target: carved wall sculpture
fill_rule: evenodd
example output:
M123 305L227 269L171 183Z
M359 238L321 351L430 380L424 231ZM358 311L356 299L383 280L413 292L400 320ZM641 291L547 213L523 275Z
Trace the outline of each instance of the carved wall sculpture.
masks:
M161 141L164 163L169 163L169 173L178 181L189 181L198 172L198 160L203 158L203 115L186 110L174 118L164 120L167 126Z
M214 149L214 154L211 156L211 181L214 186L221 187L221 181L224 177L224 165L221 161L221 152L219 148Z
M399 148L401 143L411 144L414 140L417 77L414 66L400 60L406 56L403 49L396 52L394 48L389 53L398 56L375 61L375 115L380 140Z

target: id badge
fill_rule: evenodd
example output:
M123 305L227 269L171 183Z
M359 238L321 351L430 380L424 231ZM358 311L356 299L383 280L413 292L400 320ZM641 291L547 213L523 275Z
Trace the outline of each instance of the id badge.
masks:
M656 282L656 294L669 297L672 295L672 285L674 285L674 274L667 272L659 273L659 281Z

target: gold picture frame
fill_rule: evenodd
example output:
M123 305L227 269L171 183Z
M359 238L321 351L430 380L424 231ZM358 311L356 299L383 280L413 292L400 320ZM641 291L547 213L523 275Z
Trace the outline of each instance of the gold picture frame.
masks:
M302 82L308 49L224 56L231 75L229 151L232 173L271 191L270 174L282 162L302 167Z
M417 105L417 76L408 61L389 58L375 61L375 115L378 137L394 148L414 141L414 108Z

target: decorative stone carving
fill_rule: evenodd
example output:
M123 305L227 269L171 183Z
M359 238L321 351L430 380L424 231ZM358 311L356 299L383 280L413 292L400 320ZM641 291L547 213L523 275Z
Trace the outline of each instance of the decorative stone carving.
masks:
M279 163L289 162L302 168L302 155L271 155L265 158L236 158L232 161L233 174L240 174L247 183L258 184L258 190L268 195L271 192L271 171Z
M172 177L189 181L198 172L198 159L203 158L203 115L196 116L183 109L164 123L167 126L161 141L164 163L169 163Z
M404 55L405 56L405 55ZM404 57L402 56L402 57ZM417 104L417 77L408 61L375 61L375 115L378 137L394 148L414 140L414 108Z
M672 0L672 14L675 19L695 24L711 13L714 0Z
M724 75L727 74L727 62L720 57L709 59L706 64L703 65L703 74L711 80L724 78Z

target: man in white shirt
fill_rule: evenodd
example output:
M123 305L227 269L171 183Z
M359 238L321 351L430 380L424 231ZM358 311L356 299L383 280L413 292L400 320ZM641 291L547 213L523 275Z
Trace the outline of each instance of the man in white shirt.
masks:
■ ■ ■
What you are asked to do | What are the lines from the one containing "Trace the outline of each instance of the man" to the end of the material above? Return them exactly, and only them.

Result for this exercise |
Trace the outline of each instance of the man in white shirt.
masks:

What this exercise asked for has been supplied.